- **Job**: Leaving out the pictures, transcribe all of the records faithfully.

- **Task input**:
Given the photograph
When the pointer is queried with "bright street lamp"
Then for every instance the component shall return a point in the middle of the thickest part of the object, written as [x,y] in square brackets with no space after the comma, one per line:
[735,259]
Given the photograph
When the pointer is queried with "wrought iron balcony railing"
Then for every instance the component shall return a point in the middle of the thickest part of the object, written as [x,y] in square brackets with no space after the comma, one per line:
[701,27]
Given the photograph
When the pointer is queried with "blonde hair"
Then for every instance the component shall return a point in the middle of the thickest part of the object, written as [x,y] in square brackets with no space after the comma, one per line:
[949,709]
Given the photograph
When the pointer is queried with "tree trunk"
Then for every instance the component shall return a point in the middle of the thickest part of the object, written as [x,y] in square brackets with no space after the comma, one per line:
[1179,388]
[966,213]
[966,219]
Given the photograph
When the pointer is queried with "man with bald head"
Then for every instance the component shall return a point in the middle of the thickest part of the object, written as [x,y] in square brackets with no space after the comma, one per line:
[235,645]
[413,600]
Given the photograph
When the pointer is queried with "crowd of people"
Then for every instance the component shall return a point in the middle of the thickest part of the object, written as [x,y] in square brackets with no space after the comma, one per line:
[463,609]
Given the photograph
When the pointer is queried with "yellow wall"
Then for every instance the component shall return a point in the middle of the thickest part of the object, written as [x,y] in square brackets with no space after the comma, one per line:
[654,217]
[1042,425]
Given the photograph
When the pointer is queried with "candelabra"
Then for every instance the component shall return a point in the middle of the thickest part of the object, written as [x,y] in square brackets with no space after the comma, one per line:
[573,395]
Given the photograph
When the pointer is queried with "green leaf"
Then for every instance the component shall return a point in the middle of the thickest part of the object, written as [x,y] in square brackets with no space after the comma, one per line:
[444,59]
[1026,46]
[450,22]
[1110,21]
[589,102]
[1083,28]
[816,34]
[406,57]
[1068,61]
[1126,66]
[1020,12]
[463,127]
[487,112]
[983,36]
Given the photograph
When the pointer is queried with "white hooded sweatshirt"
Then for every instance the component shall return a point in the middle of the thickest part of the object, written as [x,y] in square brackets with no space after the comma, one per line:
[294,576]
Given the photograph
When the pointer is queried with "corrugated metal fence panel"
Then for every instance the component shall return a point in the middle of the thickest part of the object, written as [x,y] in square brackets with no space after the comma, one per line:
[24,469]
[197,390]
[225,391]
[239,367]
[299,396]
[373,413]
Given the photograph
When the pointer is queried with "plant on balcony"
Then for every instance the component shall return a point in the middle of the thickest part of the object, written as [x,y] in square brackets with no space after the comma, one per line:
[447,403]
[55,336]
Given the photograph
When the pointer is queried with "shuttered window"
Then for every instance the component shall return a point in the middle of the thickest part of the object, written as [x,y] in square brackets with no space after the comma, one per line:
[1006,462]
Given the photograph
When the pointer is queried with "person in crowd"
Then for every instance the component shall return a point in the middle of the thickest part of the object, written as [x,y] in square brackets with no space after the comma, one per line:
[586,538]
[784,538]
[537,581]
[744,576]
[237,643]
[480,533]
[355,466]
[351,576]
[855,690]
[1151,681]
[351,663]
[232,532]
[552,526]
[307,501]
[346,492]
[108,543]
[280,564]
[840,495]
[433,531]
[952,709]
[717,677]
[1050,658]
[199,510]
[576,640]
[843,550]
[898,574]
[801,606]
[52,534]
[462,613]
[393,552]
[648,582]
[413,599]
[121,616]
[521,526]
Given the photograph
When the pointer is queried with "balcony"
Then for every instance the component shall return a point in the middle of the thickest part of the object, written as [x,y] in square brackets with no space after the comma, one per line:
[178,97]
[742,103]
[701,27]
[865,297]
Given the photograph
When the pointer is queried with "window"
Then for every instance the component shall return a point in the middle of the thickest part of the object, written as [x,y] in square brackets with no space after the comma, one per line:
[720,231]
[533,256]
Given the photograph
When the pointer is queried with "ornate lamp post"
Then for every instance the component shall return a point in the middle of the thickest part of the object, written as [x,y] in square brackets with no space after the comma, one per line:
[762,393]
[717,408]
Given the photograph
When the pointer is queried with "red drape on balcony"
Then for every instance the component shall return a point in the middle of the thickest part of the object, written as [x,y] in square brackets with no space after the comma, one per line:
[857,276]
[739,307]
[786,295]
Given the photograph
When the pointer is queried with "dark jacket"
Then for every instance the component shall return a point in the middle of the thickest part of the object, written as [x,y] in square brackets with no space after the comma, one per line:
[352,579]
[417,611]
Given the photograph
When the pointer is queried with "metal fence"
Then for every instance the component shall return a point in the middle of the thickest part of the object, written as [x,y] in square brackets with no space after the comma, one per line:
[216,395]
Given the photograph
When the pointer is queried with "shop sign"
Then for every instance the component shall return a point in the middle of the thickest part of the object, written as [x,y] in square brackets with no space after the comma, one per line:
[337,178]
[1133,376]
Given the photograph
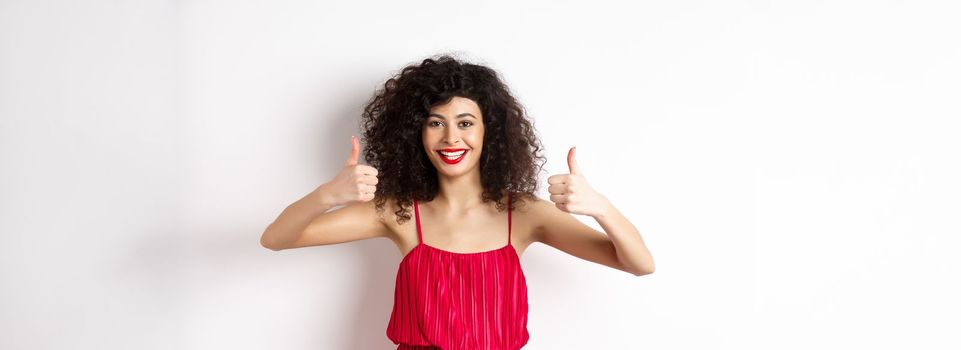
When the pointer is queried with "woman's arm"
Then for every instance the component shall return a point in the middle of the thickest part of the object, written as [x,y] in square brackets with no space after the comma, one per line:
[623,248]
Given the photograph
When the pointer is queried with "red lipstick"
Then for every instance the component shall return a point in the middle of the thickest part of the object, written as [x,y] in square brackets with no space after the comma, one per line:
[450,150]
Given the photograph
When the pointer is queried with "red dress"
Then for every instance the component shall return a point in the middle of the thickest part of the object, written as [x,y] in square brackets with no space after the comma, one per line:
[453,301]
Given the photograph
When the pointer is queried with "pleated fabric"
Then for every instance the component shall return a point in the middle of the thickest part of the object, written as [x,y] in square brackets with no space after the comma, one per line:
[453,301]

- **Result of the exercise**:
Given the photograph
When the pointer is queried with "bright street lamp"
Then for every instance the component shall return a point in the middle of the thickest part of the object, written as [x,y] in square brackets with no space after the comma, one per line:
[735,259]
Given the photograph
When the pointer is queried with "wrought iron balcony railing"
Then for every instance the component shall return a point in the middle of the thickest part of the object, written as [x,y] in square brackets with no space after the comma, one per line:
[701,27]
Given the photograph
When the pointer is queried with "blonde hair"
Then for every instance the component shall return a point in the middle of the thickest part of the object, written as [x,y] in square brackets with no space after the comma, one per line:
[949,709]
Given the photograph
When the pointer is queried with "tree trunk"
Then for every instance the component shall return a point in the middle of the thickest part of the object, written as [x,y] in square brackets with no space after the comma, one per line:
[1179,388]
[966,213]
[966,219]
Given the photograph
When the pointer is queried with "man with bald head"
Then for every instance the component shall return a point in the middle of the thickest part of the object, written as [x,y] in square brackets with no space after the comma, one per line:
[235,645]
[413,600]
Given the photograph
When the pointer is queried with "crowd of people"
Then for every instance the component shall return a point in the middle of the thickest part of the object, written as [x,y] in square brackets with no space after the comma, one per line:
[463,609]
Given the photograph
When the pointer is queried with "yellow wall"
Then for every instance the component shall return a point in the middle of the thickest part of the object, written as [x,y] in square brackets with no space after the comma, one per line:
[654,217]
[1042,425]
Given the photograph
When the pointer is queried with "candelabra"
Then for every instance the component shall return a point in the middle of the thickest part of the object, written as [x,y] in square brackets with no space after the comma, one per line:
[573,395]
Given the photograph
When the pointer is queried with "green leaf"
Then for every instance the component shall return a point in the middle of the thickest part of the object, written as [x,y] in square brackets with no space after the comma, one per line:
[444,59]
[1026,46]
[450,22]
[1110,21]
[589,102]
[1083,28]
[816,34]
[406,57]
[1068,61]
[1126,66]
[1020,12]
[463,127]
[487,112]
[983,36]
Given the photograph
When the pointer is queried with "white hooded sweatshirt"
Then for every instance the component shall return a point in the middle of the thickest part of the object, written as [x,y] in square brackets with no space after the comma, one per line:
[294,576]
Given the photograph
When the pointer is queried with "corrugated metal fence panel"
Then for every instance the component shall return a point in the middle of the thickest part of the object, written as [x,y] in square brackets with no space after the comma, one per line:
[24,469]
[197,390]
[225,391]
[239,367]
[299,396]
[373,413]
Given the photograph
When the pointer is queried with "plant on balcony"
Then for every instance the component shall return a point in the middle of the thickest part of the object, written as [x,y] in square brackets with no space after the comma, one per line:
[447,403]
[55,336]
Given the photograph
When the pointer is queried with "shuttered window"
Then for every instance the component shall return a point in the middle of the thickest part of the object, written as [x,y] in square brackets with no space after the comma, one per line:
[1006,462]
Given the photograph
When the pointer is queried with "person in crowd"
Then for every instance the component shall return a point in the middle of the thickest part of the object, written as [x,y] in square brackets with no space after the comma, one per line:
[586,538]
[784,538]
[537,581]
[744,576]
[237,643]
[480,533]
[355,466]
[351,576]
[855,690]
[1151,681]
[351,663]
[232,532]
[552,526]
[307,501]
[346,492]
[108,543]
[280,564]
[840,495]
[433,531]
[952,709]
[717,677]
[1050,658]
[199,510]
[576,640]
[843,550]
[898,574]
[801,606]
[52,534]
[462,613]
[393,552]
[648,582]
[413,599]
[121,616]
[521,526]
Given the photograph
When the pointer is queried with "balcony"
Then for every instance the component shall return a point in the middle of the thickest part of the object, written as [x,y] in square brackets with no space after the comma, one per line:
[178,97]
[742,103]
[701,27]
[865,297]
Given the photograph
When the pointer is queried with "window"
Then for every instance the component shall return a point in the middle of the thickest part of the object, written as [x,y] in square brackets with no space after the comma, one per line:
[720,231]
[533,256]
Given the photograph
When the pointer is queried with "ornate lamp post"
Then for every instance the component shall return a point in the middle of the thickest part of the object, written as [x,y] in square brackets with no space after the comma, one per line:
[762,393]
[717,408]
Given the photograph
When the pointer is queried with "red drape on balcony"
Then for every instance the component shall return a point in the middle of the thickest part of the object, written as [x,y] in square brackets with no space after the comma, one per line:
[857,276]
[739,307]
[786,295]
Given the photograph
When the pointer is queried with "dark jacket"
Then for every instance the component shall return a point in the middle of the thickest part of the object, written as [x,y] in square brackets with no space after the comma, one per line:
[352,579]
[417,611]
Given the photograph
When the pointer is queried with "metal fence"
Then for every instance the component shall return a point in the middle of the thickest part of the object, written as [x,y] in square brackets with no space after the comma, one per line:
[216,395]
Given the photograph
When the pointer is queried with "shop sign"
Then for every instance the component shall return a point in the middle of the thickest part of the object, written as [x,y] in square brackets with no space after the comma, one per line:
[337,178]
[1133,376]
Given the photograph
When the pointer is queried with "woman's arm"
Then for every instance the component shall return a point in the middle of the thickest part of the object, written as [x,y] in square brackets with no space after the comma, one per line:
[623,248]
Given the photograph
When the pointer is queried with "red lipstick"
Then for every instance the component shall return a point in the middle of the thickest part of the object, written as [x,y] in square brackets with no space after the comma, one per line:
[450,150]
Given the photograph
When the pointer is queried with "red dress"
Then for every instance the component shall return a point in the middle of the thickest part of the object, written as [x,y] in square brackets with no space after the comma, one per line:
[453,301]
Given the photograph
When the pointer is queried with "pleated fabric"
Then for every instance the component shall return a point in the middle of the thickest part of the object, written as [x,y] in square brackets with no space after the comma, one per line:
[453,301]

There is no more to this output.